* _WHAT THE TASK REQUIRES_: How many lines of the data include the string "police"? State that number alone.

(Source records)
◆ ◆ ◆ ◆
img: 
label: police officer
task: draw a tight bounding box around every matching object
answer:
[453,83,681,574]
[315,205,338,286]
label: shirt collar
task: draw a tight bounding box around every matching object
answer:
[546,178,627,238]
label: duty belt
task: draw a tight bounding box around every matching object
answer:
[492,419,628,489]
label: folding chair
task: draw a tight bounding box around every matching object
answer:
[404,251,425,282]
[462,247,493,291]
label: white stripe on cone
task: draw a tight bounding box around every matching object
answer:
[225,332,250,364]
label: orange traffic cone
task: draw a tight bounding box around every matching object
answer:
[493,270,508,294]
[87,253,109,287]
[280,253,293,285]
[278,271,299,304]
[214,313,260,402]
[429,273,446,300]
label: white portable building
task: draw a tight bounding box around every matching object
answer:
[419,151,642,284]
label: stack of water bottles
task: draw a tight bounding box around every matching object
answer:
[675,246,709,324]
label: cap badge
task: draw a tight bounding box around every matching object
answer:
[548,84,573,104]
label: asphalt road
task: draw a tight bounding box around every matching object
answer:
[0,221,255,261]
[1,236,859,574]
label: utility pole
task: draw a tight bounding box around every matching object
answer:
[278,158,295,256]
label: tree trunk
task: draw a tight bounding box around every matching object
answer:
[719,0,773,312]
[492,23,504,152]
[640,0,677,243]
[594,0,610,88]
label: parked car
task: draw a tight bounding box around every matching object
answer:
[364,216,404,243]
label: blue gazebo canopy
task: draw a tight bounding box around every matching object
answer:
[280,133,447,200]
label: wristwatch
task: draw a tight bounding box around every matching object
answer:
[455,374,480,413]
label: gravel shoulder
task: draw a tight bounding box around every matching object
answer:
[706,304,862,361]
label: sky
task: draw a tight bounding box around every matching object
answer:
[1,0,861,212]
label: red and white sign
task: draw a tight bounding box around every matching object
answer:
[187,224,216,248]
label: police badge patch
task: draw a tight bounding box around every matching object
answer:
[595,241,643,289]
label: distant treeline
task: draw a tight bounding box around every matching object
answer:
◆ ◆ ◆ ◆
* _EXERCISE RESPONSE_: 2